From the line with "TARGET: roof finial" down to the final line of the material below, quote every line exactly and leave out all lines before it.

[Pointing records]
* BEGIN *

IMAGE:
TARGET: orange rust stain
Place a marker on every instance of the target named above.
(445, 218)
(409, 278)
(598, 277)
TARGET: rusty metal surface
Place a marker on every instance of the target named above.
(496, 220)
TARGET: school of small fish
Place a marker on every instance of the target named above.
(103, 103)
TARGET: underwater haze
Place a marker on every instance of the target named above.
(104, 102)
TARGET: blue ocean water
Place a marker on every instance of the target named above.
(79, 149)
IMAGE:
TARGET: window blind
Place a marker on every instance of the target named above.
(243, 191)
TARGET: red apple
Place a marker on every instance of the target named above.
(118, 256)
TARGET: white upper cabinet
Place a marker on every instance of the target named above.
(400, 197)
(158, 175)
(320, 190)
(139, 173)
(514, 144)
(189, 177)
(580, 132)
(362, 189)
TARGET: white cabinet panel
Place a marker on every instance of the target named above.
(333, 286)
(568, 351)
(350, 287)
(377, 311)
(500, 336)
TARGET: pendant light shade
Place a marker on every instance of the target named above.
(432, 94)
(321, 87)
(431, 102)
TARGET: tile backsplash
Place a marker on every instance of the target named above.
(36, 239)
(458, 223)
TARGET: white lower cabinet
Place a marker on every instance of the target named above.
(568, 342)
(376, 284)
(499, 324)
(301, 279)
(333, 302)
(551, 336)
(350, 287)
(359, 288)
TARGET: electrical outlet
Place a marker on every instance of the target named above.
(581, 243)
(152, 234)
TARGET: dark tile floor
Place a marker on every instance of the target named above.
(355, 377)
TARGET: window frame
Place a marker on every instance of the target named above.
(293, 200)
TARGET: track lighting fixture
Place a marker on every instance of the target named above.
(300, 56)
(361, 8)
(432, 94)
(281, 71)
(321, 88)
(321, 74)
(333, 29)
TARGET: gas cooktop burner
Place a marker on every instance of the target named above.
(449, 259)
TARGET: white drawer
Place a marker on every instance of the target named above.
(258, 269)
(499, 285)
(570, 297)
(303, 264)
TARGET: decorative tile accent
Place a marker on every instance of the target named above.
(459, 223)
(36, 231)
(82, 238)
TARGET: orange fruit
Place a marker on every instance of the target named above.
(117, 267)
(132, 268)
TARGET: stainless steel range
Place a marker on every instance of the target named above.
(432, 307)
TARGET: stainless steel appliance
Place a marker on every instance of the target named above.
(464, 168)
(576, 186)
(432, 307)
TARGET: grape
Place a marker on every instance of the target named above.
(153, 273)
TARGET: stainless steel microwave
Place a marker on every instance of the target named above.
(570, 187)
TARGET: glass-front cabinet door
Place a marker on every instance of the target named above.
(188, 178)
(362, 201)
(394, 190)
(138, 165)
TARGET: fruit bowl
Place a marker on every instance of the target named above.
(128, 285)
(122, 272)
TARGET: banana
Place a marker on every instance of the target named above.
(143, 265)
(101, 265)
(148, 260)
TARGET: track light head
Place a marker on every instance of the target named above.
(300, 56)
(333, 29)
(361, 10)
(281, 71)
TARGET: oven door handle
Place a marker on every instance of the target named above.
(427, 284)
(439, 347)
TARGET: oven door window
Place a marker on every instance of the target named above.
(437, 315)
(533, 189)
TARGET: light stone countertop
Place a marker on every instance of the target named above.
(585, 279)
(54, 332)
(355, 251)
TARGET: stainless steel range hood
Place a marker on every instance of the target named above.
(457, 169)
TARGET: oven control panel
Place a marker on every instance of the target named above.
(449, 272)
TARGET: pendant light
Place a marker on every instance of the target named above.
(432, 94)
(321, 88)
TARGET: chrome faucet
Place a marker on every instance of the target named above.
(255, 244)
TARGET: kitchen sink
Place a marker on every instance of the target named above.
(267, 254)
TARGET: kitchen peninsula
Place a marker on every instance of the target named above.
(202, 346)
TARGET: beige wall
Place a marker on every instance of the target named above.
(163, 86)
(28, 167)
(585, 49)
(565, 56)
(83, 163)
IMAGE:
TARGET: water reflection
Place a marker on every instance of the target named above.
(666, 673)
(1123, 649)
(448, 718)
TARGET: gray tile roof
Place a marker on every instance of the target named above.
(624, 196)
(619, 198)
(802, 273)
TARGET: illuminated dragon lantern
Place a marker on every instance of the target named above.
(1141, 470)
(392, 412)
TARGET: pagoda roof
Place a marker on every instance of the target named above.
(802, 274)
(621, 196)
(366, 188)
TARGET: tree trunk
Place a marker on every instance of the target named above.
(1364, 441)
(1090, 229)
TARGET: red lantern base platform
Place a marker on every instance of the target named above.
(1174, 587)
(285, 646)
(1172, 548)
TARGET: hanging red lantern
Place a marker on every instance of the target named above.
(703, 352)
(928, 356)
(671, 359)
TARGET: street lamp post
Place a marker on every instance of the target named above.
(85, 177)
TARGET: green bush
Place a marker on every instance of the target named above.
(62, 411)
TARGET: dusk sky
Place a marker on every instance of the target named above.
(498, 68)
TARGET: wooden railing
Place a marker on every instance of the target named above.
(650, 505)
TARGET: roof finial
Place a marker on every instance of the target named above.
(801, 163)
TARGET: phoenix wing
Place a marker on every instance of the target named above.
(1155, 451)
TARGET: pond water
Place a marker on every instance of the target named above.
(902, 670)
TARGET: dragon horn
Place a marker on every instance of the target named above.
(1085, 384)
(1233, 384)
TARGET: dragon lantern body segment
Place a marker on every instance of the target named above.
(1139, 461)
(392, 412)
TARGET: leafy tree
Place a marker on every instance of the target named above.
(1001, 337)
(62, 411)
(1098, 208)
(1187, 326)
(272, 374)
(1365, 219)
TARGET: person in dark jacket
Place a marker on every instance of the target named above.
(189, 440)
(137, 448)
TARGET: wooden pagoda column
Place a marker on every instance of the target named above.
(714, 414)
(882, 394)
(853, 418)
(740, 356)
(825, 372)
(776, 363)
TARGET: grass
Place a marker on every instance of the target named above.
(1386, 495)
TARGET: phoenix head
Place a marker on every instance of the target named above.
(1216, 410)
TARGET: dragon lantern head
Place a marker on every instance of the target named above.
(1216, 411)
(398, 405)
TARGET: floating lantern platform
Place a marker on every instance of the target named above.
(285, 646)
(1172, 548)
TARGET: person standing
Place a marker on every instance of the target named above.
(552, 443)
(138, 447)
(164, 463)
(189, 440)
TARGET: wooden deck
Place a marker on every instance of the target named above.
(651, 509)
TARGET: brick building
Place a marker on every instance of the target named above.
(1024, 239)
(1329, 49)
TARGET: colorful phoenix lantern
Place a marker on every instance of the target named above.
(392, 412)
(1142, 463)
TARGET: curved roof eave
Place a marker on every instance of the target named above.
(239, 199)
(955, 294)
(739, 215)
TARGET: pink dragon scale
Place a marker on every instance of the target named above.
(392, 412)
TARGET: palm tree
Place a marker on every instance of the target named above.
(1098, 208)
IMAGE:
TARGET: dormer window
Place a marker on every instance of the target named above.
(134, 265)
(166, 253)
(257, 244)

* END *

* _RESULT OF THIS TASK_:
TARGET: roof finial
Place a marker on every instance of the target named above.
(801, 163)
TARGET: phoenix wing
Place a marker on every instance of the target named above.
(1155, 451)
TARGET: pond water
Place a marker on every instance of the target named above.
(902, 670)
TARGET: dragon horn
Place a marker on every instance of the target named above.
(1085, 384)
(1233, 384)
TARGET: dragon lantern body segment
Place a marker on every instance of the target named above.
(1139, 461)
(392, 412)
TARGET: leafy tree
Place a marker on every instance of the target named above.
(1001, 337)
(62, 411)
(1098, 208)
(1187, 326)
(272, 374)
(1365, 219)
TARGET: person in dark jacket
Place a marker on every instance of the target named above.
(189, 440)
(137, 448)
TARGET: wooden pagoda column
Place a marker on every instance of the target named above.
(714, 414)
(882, 394)
(853, 418)
(740, 356)
(825, 372)
(776, 363)
TARGET: grass
Place a marker on every instance of the target named above.
(1386, 495)
TARGET: phoenix head
Place a marker on every instance of the target named above.
(1216, 410)
TARGET: dragon lantern head
Place a marker on every instance of the target named above.
(1216, 411)
(398, 405)
TARGET: floating lantern platform
Place a marker on every instance of the target named above.
(285, 646)
(1172, 548)
TARGET: person standing
Place a marker on every instance of the target named above.
(552, 443)
(138, 447)
(164, 463)
(189, 440)
TARGET: wooden deck
Place a marker on every instance of the target named above.
(651, 509)
TARGET: brick building
Place a marker on every instance of the target named above.
(1024, 239)
(1329, 49)
TARGET: colorful phoenix lantern
Place a marker on every instance of the target named above.
(392, 412)
(1142, 463)
TARGET: curved roof eave
Place a marker on every instance of the target named above.
(239, 199)
(955, 294)
(739, 215)
TARGET: pink dragon scale
Place a marker on every instance of the target named above.
(392, 412)
TARGET: palm tree
Place a marker on every instance of the target named above.
(1098, 208)
IMAGE:
TARGET: dormer window
Place a marker on every instance of the target named above.
(134, 265)
(166, 253)
(257, 244)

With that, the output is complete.